• **TASK DETAILS**: Locate every line in the records below that contains the word "parked" and reproduce each such line in full.

• **STORED RECORDS**:
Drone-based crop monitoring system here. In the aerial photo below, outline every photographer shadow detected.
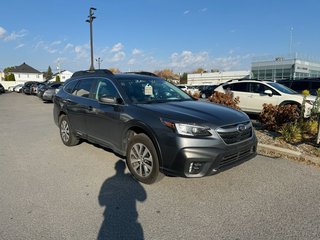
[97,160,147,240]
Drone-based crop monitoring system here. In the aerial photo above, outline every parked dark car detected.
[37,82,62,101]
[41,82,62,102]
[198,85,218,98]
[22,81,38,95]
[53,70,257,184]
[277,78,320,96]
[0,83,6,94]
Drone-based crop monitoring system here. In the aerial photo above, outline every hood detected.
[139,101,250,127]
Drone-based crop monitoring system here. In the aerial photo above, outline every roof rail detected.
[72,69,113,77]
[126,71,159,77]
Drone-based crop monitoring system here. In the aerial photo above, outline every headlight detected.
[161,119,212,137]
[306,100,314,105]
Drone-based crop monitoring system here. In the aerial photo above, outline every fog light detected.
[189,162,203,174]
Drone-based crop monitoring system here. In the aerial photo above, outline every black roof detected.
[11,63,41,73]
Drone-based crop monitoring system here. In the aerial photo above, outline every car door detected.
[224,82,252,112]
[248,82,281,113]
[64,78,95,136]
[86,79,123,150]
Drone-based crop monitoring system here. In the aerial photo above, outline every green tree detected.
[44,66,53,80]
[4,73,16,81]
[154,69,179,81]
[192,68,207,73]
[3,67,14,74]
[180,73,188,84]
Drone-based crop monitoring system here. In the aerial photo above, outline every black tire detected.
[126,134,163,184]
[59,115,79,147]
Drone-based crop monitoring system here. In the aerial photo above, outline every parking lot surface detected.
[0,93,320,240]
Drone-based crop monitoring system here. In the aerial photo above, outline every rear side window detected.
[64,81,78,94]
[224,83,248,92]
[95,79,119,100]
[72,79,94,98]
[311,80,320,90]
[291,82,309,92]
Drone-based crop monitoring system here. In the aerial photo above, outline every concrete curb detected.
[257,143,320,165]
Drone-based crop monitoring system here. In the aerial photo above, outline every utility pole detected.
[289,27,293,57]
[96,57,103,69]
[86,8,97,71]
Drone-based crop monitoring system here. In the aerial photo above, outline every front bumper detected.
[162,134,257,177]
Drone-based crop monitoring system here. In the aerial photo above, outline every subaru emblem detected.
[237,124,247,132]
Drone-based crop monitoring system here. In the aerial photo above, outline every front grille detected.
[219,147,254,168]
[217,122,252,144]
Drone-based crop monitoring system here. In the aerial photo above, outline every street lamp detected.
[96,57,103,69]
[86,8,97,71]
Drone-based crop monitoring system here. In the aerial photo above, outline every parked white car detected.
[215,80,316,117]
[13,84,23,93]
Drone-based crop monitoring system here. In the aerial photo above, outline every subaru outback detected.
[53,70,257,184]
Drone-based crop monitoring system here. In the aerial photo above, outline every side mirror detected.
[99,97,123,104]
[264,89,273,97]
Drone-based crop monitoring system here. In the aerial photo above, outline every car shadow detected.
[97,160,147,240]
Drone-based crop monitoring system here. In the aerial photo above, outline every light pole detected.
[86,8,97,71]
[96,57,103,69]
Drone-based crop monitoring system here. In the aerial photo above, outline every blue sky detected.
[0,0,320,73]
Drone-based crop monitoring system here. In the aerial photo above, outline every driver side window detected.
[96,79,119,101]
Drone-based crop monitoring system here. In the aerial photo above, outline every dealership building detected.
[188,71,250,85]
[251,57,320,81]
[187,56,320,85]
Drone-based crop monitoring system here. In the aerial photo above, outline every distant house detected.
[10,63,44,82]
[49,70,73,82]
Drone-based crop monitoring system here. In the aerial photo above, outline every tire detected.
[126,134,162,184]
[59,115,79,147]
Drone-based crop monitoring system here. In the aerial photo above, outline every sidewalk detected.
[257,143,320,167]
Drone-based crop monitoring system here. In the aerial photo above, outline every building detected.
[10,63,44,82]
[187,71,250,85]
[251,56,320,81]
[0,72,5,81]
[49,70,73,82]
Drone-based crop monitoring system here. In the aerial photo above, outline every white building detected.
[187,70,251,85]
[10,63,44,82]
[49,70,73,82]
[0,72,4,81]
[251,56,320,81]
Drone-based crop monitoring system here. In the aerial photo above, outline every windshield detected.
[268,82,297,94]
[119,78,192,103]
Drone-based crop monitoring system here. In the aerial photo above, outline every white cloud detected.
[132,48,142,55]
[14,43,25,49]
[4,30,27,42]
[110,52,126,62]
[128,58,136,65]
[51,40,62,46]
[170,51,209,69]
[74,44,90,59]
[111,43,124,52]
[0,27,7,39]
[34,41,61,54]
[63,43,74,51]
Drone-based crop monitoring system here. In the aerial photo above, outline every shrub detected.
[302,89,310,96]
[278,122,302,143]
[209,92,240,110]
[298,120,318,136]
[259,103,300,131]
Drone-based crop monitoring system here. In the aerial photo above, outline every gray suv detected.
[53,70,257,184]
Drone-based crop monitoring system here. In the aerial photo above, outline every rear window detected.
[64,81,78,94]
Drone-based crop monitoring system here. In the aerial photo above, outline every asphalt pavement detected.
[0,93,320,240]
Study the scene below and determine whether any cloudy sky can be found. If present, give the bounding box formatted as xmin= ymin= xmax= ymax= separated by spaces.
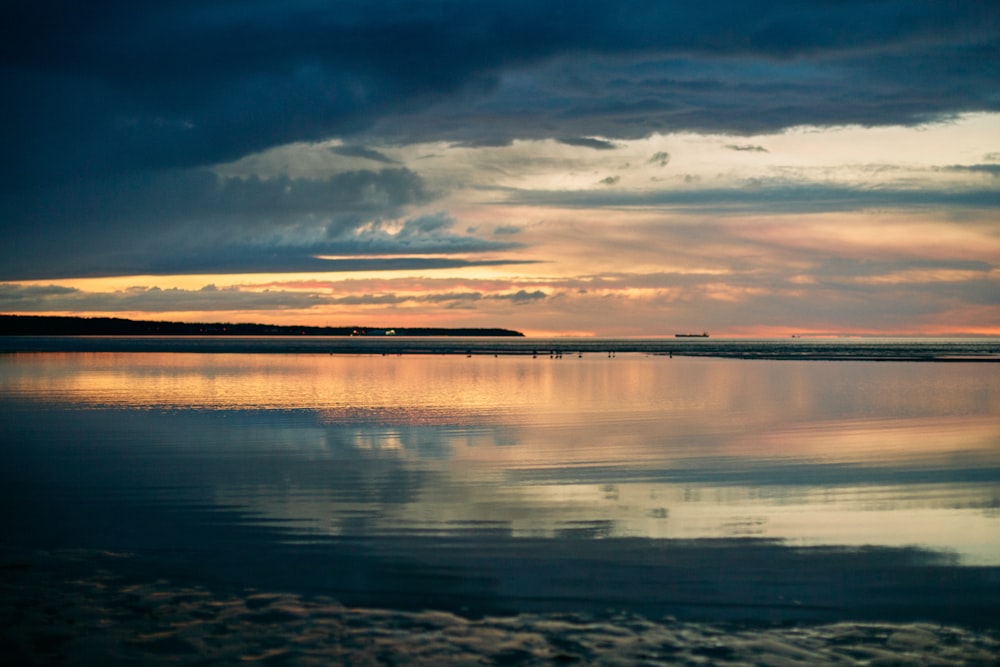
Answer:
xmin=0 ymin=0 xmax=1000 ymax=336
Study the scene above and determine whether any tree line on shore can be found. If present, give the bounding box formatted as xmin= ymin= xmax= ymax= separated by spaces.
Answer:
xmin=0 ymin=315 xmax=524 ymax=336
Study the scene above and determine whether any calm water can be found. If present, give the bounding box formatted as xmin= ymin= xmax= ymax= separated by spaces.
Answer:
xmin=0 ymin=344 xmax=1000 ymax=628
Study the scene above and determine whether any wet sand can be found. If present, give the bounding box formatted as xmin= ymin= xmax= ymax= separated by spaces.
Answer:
==
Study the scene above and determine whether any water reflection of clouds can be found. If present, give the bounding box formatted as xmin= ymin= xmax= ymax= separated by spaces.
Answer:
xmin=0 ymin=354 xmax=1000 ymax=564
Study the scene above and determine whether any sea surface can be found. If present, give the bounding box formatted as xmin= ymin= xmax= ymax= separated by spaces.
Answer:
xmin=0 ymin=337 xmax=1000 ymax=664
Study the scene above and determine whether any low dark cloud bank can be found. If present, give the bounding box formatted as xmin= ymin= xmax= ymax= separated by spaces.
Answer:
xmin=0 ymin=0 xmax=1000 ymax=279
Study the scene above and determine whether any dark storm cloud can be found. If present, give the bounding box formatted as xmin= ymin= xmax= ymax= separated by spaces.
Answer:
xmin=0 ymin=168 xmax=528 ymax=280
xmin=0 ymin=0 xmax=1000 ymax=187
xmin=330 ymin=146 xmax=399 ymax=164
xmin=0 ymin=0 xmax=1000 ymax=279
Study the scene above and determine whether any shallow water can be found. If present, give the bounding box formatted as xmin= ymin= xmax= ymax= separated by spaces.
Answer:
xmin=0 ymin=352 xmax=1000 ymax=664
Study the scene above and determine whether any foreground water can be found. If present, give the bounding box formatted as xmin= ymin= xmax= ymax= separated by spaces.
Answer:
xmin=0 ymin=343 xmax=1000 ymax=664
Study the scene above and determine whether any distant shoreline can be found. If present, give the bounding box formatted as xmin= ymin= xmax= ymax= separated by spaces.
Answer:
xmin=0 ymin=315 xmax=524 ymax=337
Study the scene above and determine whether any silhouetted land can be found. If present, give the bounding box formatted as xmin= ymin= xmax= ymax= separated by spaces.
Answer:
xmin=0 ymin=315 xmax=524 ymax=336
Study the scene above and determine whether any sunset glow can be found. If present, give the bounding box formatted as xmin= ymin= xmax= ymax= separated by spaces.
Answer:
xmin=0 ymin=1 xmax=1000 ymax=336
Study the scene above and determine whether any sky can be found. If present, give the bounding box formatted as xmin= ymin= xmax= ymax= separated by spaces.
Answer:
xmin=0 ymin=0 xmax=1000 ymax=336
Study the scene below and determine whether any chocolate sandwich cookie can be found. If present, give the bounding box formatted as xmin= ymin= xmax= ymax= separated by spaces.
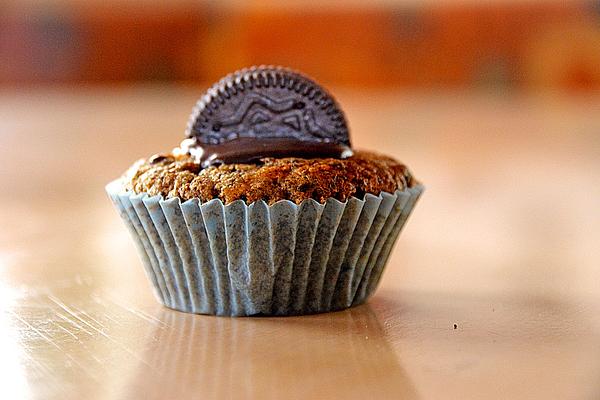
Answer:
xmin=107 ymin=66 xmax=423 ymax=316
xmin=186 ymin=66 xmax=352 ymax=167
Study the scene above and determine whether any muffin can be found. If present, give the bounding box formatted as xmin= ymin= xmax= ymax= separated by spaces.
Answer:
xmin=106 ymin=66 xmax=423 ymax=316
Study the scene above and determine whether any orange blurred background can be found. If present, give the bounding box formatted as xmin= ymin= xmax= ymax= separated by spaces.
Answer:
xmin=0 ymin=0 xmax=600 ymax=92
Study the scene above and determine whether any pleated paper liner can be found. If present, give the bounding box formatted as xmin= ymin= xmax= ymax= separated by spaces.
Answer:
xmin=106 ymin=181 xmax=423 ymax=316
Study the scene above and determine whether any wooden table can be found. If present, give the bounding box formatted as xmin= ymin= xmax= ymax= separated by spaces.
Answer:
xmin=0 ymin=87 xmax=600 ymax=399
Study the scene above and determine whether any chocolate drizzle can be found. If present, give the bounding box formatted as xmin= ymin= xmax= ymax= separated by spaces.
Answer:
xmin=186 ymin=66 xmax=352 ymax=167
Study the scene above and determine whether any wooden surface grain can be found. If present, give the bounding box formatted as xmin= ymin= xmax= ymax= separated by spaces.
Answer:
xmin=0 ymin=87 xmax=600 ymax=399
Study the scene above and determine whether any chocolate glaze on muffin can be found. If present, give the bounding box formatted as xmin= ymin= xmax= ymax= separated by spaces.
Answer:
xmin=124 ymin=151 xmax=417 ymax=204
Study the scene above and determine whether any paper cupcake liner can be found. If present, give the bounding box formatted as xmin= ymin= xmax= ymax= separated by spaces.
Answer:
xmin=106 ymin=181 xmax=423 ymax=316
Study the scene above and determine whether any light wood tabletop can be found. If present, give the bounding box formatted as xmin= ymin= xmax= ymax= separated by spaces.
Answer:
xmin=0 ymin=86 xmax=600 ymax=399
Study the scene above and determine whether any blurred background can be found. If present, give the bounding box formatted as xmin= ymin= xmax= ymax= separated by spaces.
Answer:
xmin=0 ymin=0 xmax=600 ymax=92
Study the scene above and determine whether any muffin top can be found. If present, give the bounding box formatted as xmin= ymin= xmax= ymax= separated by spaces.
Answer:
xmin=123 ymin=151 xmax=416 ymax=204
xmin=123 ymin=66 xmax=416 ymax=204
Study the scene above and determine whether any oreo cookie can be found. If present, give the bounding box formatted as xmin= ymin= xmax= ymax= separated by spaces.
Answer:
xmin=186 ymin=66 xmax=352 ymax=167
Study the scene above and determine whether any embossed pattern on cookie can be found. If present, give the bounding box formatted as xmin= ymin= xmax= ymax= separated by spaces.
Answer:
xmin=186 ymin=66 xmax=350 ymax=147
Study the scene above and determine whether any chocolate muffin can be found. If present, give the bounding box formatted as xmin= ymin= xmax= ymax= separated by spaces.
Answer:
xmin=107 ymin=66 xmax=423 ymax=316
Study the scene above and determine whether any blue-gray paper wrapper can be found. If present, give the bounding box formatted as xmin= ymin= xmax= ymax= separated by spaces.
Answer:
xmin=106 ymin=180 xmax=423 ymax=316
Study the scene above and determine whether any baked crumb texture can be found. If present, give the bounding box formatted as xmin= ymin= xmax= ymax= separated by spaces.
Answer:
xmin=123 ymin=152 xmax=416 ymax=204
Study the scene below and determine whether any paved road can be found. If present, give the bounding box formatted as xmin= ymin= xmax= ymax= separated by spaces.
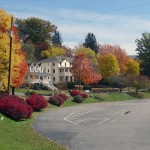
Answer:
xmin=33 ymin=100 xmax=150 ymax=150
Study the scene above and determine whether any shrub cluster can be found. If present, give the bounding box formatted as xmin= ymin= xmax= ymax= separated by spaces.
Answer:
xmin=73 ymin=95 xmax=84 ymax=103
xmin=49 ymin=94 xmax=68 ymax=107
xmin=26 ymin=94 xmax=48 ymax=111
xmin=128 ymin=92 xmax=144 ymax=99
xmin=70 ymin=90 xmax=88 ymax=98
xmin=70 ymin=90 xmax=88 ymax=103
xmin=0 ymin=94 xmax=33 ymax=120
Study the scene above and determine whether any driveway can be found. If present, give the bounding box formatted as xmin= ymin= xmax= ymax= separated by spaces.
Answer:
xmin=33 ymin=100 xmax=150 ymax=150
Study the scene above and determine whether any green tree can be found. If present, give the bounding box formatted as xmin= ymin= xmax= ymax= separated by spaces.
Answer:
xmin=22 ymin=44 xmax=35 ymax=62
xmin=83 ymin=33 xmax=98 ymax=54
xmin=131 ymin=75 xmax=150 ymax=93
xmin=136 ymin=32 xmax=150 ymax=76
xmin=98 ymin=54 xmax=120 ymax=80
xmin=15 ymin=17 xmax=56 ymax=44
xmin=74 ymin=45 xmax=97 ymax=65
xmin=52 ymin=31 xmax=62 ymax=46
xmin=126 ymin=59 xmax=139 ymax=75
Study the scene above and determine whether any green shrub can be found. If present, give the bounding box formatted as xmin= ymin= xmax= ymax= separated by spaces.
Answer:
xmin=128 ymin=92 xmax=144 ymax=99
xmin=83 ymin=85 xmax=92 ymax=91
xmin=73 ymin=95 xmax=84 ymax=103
---
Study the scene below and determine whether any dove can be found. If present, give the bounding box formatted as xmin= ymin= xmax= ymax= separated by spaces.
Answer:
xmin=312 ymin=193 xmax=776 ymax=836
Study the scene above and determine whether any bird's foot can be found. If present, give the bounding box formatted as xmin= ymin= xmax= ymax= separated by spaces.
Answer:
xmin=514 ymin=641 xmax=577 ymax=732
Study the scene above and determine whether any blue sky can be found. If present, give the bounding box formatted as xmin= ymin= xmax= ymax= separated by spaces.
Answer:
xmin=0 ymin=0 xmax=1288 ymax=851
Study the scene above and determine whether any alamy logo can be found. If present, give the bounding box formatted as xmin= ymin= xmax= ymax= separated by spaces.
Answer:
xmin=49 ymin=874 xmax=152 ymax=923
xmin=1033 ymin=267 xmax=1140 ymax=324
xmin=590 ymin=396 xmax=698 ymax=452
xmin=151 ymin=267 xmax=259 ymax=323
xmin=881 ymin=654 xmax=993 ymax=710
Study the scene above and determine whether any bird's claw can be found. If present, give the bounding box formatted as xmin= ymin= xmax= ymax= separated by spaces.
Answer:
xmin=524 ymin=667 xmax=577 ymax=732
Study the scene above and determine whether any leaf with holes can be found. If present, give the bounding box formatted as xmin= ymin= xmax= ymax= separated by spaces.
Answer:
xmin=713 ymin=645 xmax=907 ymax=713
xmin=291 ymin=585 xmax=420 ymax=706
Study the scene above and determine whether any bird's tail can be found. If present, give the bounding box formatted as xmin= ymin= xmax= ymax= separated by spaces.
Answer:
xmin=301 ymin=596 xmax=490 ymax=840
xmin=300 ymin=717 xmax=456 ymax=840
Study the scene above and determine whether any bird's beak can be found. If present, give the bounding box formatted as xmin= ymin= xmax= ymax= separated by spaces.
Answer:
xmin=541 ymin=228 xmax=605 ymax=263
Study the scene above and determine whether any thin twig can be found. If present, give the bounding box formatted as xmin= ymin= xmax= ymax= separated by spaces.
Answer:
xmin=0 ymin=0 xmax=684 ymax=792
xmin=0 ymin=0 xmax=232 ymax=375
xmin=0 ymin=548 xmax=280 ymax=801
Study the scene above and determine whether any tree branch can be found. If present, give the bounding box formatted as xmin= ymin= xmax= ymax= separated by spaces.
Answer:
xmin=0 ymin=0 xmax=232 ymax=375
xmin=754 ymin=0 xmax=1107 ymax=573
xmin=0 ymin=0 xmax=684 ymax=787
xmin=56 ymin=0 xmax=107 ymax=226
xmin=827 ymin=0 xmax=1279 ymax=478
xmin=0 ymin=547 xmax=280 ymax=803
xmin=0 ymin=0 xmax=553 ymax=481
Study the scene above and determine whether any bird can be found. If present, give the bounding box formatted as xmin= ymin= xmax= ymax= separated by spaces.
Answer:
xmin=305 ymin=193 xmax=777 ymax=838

• **EXERCISE RESPONSE**:
Drone-based crop monitoring system here. In the aerial photo above, outline every parked dark car detected.
Drone-based crop monitoring system here. In the aerial photo above, outline every parked white car detected.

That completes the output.